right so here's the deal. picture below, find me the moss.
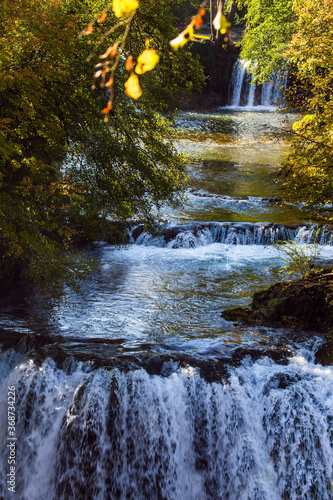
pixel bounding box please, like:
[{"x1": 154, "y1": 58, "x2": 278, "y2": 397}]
[{"x1": 222, "y1": 306, "x2": 251, "y2": 323}]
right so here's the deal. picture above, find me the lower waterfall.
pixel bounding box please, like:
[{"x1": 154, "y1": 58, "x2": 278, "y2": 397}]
[{"x1": 0, "y1": 347, "x2": 332, "y2": 499}]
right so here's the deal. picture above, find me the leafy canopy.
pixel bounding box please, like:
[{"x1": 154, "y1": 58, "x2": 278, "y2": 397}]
[
  {"x1": 0, "y1": 0, "x2": 204, "y2": 295},
  {"x1": 240, "y1": 0, "x2": 296, "y2": 82},
  {"x1": 281, "y1": 0, "x2": 333, "y2": 213},
  {"x1": 241, "y1": 0, "x2": 333, "y2": 216}
]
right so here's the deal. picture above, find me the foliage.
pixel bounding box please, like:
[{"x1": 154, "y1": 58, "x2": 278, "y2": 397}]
[
  {"x1": 0, "y1": 0, "x2": 205, "y2": 295},
  {"x1": 276, "y1": 225, "x2": 322, "y2": 278},
  {"x1": 241, "y1": 0, "x2": 333, "y2": 217},
  {"x1": 239, "y1": 0, "x2": 296, "y2": 82},
  {"x1": 280, "y1": 0, "x2": 333, "y2": 213},
  {"x1": 169, "y1": 0, "x2": 202, "y2": 26}
]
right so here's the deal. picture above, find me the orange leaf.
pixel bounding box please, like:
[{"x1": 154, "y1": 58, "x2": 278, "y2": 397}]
[
  {"x1": 110, "y1": 43, "x2": 118, "y2": 58},
  {"x1": 100, "y1": 42, "x2": 118, "y2": 59},
  {"x1": 105, "y1": 77, "x2": 114, "y2": 87},
  {"x1": 98, "y1": 12, "x2": 107, "y2": 23},
  {"x1": 86, "y1": 23, "x2": 94, "y2": 34},
  {"x1": 101, "y1": 103, "x2": 112, "y2": 114},
  {"x1": 125, "y1": 55, "x2": 135, "y2": 72},
  {"x1": 194, "y1": 15, "x2": 203, "y2": 28}
]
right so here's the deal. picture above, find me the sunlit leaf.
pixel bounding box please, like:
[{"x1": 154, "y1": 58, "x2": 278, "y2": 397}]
[
  {"x1": 124, "y1": 73, "x2": 142, "y2": 99},
  {"x1": 170, "y1": 26, "x2": 194, "y2": 50},
  {"x1": 292, "y1": 114, "x2": 315, "y2": 132},
  {"x1": 213, "y1": 3, "x2": 231, "y2": 34},
  {"x1": 112, "y1": 0, "x2": 139, "y2": 18},
  {"x1": 135, "y1": 49, "x2": 159, "y2": 74}
]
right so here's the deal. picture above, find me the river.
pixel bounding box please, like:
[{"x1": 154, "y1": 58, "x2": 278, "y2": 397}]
[{"x1": 0, "y1": 102, "x2": 332, "y2": 498}]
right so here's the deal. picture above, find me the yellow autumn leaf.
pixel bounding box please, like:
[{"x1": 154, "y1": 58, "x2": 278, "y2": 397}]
[
  {"x1": 135, "y1": 49, "x2": 160, "y2": 75},
  {"x1": 170, "y1": 26, "x2": 194, "y2": 50},
  {"x1": 213, "y1": 4, "x2": 231, "y2": 34},
  {"x1": 112, "y1": 0, "x2": 139, "y2": 18},
  {"x1": 124, "y1": 74, "x2": 142, "y2": 99}
]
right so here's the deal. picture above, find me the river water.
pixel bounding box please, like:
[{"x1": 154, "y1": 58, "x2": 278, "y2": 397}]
[{"x1": 0, "y1": 106, "x2": 333, "y2": 499}]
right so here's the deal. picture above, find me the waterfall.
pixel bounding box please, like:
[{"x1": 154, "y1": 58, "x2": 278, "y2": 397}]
[
  {"x1": 131, "y1": 222, "x2": 333, "y2": 249},
  {"x1": 0, "y1": 351, "x2": 332, "y2": 499},
  {"x1": 228, "y1": 59, "x2": 287, "y2": 109},
  {"x1": 229, "y1": 59, "x2": 248, "y2": 107}
]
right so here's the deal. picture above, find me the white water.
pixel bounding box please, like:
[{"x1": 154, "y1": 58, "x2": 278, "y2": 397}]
[
  {"x1": 228, "y1": 59, "x2": 287, "y2": 109},
  {"x1": 132, "y1": 222, "x2": 333, "y2": 248},
  {"x1": 0, "y1": 348, "x2": 332, "y2": 499},
  {"x1": 229, "y1": 59, "x2": 249, "y2": 107}
]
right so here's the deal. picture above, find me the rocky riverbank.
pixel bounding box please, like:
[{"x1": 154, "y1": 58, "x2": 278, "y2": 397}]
[{"x1": 222, "y1": 269, "x2": 333, "y2": 365}]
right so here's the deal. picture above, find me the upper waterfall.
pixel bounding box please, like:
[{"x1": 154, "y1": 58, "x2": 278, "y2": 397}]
[{"x1": 228, "y1": 59, "x2": 287, "y2": 109}]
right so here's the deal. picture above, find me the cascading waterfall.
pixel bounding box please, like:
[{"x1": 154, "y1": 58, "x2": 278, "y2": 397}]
[
  {"x1": 0, "y1": 348, "x2": 332, "y2": 500},
  {"x1": 131, "y1": 222, "x2": 333, "y2": 249},
  {"x1": 229, "y1": 59, "x2": 287, "y2": 108}
]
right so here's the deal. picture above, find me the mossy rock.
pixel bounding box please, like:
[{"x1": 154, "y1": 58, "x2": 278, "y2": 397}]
[{"x1": 222, "y1": 269, "x2": 333, "y2": 364}]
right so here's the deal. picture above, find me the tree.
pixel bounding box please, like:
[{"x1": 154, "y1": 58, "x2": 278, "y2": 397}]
[
  {"x1": 280, "y1": 0, "x2": 333, "y2": 214},
  {"x1": 0, "y1": 0, "x2": 204, "y2": 295},
  {"x1": 239, "y1": 0, "x2": 296, "y2": 82},
  {"x1": 240, "y1": 0, "x2": 333, "y2": 217}
]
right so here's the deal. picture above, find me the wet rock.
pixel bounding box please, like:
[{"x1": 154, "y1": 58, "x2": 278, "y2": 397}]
[
  {"x1": 262, "y1": 372, "x2": 302, "y2": 396},
  {"x1": 222, "y1": 269, "x2": 333, "y2": 364},
  {"x1": 230, "y1": 346, "x2": 291, "y2": 367},
  {"x1": 0, "y1": 327, "x2": 62, "y2": 353},
  {"x1": 74, "y1": 220, "x2": 132, "y2": 246},
  {"x1": 0, "y1": 327, "x2": 293, "y2": 383},
  {"x1": 315, "y1": 333, "x2": 333, "y2": 365},
  {"x1": 179, "y1": 36, "x2": 240, "y2": 110}
]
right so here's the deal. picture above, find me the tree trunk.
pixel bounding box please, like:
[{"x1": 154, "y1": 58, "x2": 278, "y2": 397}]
[
  {"x1": 210, "y1": 0, "x2": 216, "y2": 40},
  {"x1": 228, "y1": 2, "x2": 237, "y2": 24}
]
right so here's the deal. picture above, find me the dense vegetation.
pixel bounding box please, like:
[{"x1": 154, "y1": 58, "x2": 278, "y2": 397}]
[
  {"x1": 0, "y1": 0, "x2": 204, "y2": 294},
  {"x1": 240, "y1": 0, "x2": 333, "y2": 217}
]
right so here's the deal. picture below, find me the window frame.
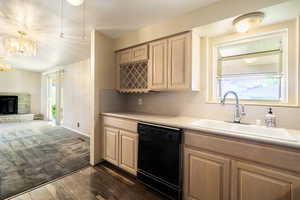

**EXERCISE DESCRIPTION**
Write out every record exactly. Leave the pictures out.

**REPLY TO THE EXERCISE**
right so here's the deal. picture below, find me the moss.
pixel bounding box please, like:
[{"x1": 154, "y1": 58, "x2": 278, "y2": 397}]
[{"x1": 222, "y1": 306, "x2": 251, "y2": 323}]
right so here's the deal. picture above, find me the lower waterfall.
pixel bounding box please, like:
[{"x1": 154, "y1": 58, "x2": 278, "y2": 397}]
[{"x1": 0, "y1": 347, "x2": 332, "y2": 499}]
right so here's the deal. picture above, find me the leafy canopy.
pixel bounding box please, like:
[{"x1": 154, "y1": 58, "x2": 278, "y2": 397}]
[
  {"x1": 0, "y1": 0, "x2": 204, "y2": 295},
  {"x1": 240, "y1": 0, "x2": 296, "y2": 82},
  {"x1": 281, "y1": 0, "x2": 333, "y2": 213},
  {"x1": 241, "y1": 0, "x2": 333, "y2": 216}
]
right so here's the deal. picture above, find me the foliage.
pixel bounding box please, like:
[{"x1": 154, "y1": 58, "x2": 278, "y2": 397}]
[
  {"x1": 0, "y1": 0, "x2": 205, "y2": 295},
  {"x1": 276, "y1": 225, "x2": 322, "y2": 278},
  {"x1": 241, "y1": 0, "x2": 333, "y2": 217},
  {"x1": 239, "y1": 0, "x2": 296, "y2": 82},
  {"x1": 280, "y1": 0, "x2": 333, "y2": 213},
  {"x1": 169, "y1": 0, "x2": 202, "y2": 26}
]
right so here's the deal. picture above, find me the orange leaf.
pixel bounding box please, like:
[{"x1": 154, "y1": 58, "x2": 278, "y2": 397}]
[
  {"x1": 110, "y1": 43, "x2": 118, "y2": 58},
  {"x1": 100, "y1": 42, "x2": 118, "y2": 59},
  {"x1": 105, "y1": 77, "x2": 114, "y2": 87},
  {"x1": 98, "y1": 12, "x2": 107, "y2": 23},
  {"x1": 86, "y1": 23, "x2": 94, "y2": 34},
  {"x1": 101, "y1": 103, "x2": 112, "y2": 114},
  {"x1": 125, "y1": 55, "x2": 135, "y2": 72},
  {"x1": 194, "y1": 15, "x2": 203, "y2": 28}
]
right so here's the deal. picture above, find me the sunlit leaf.
pixel bounding box please, like:
[{"x1": 154, "y1": 58, "x2": 278, "y2": 397}]
[
  {"x1": 124, "y1": 73, "x2": 142, "y2": 99},
  {"x1": 170, "y1": 26, "x2": 194, "y2": 50},
  {"x1": 292, "y1": 114, "x2": 315, "y2": 132},
  {"x1": 213, "y1": 3, "x2": 231, "y2": 34},
  {"x1": 112, "y1": 0, "x2": 139, "y2": 18},
  {"x1": 135, "y1": 49, "x2": 159, "y2": 74}
]
right so here's the deal. picture above, find me the river.
pixel bounding box please, like:
[{"x1": 154, "y1": 58, "x2": 278, "y2": 397}]
[{"x1": 0, "y1": 102, "x2": 332, "y2": 498}]
right so here's the deal. picture above, find me the yellow autumn leaf.
pixel bounding box please, like:
[{"x1": 154, "y1": 58, "x2": 278, "y2": 397}]
[
  {"x1": 135, "y1": 49, "x2": 160, "y2": 75},
  {"x1": 170, "y1": 26, "x2": 194, "y2": 50},
  {"x1": 213, "y1": 4, "x2": 231, "y2": 34},
  {"x1": 112, "y1": 0, "x2": 139, "y2": 18},
  {"x1": 124, "y1": 74, "x2": 142, "y2": 99}
]
right so here's the deal. picture above, find me the river water.
pixel bounding box please, like:
[{"x1": 154, "y1": 58, "x2": 278, "y2": 397}]
[{"x1": 0, "y1": 106, "x2": 333, "y2": 499}]
right so here's the deal. picture above, find me the waterfall.
pixel bounding box please, like:
[{"x1": 154, "y1": 58, "x2": 278, "y2": 397}]
[
  {"x1": 131, "y1": 222, "x2": 333, "y2": 249},
  {"x1": 0, "y1": 351, "x2": 332, "y2": 499},
  {"x1": 228, "y1": 59, "x2": 287, "y2": 109},
  {"x1": 229, "y1": 59, "x2": 248, "y2": 107}
]
right so here's the deal. picture above, find me the white water.
pixel bounding box please, like:
[{"x1": 154, "y1": 58, "x2": 278, "y2": 397}]
[
  {"x1": 228, "y1": 59, "x2": 287, "y2": 109},
  {"x1": 132, "y1": 222, "x2": 333, "y2": 248},
  {"x1": 0, "y1": 348, "x2": 332, "y2": 499},
  {"x1": 229, "y1": 59, "x2": 249, "y2": 107}
]
right so here's the deal. picture above, find me the rocky riverbank.
pixel bounding box please, like:
[{"x1": 154, "y1": 58, "x2": 278, "y2": 397}]
[{"x1": 222, "y1": 269, "x2": 333, "y2": 365}]
right so here's the deal. picture above, find me the upper waterfall.
pixel bounding box please, like:
[{"x1": 154, "y1": 58, "x2": 278, "y2": 397}]
[{"x1": 228, "y1": 59, "x2": 287, "y2": 109}]
right so here's the deal. picture above, find me the cascading waterfall.
pixel bounding box please, like:
[{"x1": 154, "y1": 58, "x2": 278, "y2": 397}]
[
  {"x1": 0, "y1": 348, "x2": 332, "y2": 500},
  {"x1": 131, "y1": 222, "x2": 333, "y2": 249},
  {"x1": 229, "y1": 59, "x2": 287, "y2": 108}
]
right so here's the deal. picture above, find me the mossy rock.
pixel bounding box please, like:
[{"x1": 154, "y1": 58, "x2": 278, "y2": 397}]
[{"x1": 222, "y1": 269, "x2": 333, "y2": 364}]
right so here's the deal. picture above, find me the tree.
pixel bounding box please, like:
[{"x1": 154, "y1": 58, "x2": 278, "y2": 397}]
[
  {"x1": 280, "y1": 0, "x2": 333, "y2": 214},
  {"x1": 0, "y1": 0, "x2": 204, "y2": 295},
  {"x1": 239, "y1": 0, "x2": 296, "y2": 82},
  {"x1": 240, "y1": 0, "x2": 333, "y2": 217}
]
right so here's the deal. picture above, find me the wet rock.
pixel bounding box please, like:
[{"x1": 154, "y1": 58, "x2": 278, "y2": 397}]
[
  {"x1": 262, "y1": 372, "x2": 302, "y2": 396},
  {"x1": 222, "y1": 269, "x2": 333, "y2": 364},
  {"x1": 230, "y1": 346, "x2": 291, "y2": 367},
  {"x1": 0, "y1": 327, "x2": 62, "y2": 353},
  {"x1": 74, "y1": 220, "x2": 132, "y2": 246},
  {"x1": 0, "y1": 327, "x2": 293, "y2": 383},
  {"x1": 315, "y1": 333, "x2": 333, "y2": 365},
  {"x1": 179, "y1": 36, "x2": 240, "y2": 110}
]
right so here's the deal. picture above, find me the tree trunk.
pixel bounding box please, like:
[{"x1": 154, "y1": 58, "x2": 278, "y2": 397}]
[
  {"x1": 210, "y1": 0, "x2": 216, "y2": 40},
  {"x1": 228, "y1": 2, "x2": 237, "y2": 24}
]
right so here's the deal. picture above, find me the dense vegetation.
pixel bounding box please, like:
[{"x1": 154, "y1": 58, "x2": 278, "y2": 397}]
[
  {"x1": 0, "y1": 0, "x2": 204, "y2": 294},
  {"x1": 240, "y1": 0, "x2": 333, "y2": 217}
]
right so here's the deal. picture below, find me the window frame.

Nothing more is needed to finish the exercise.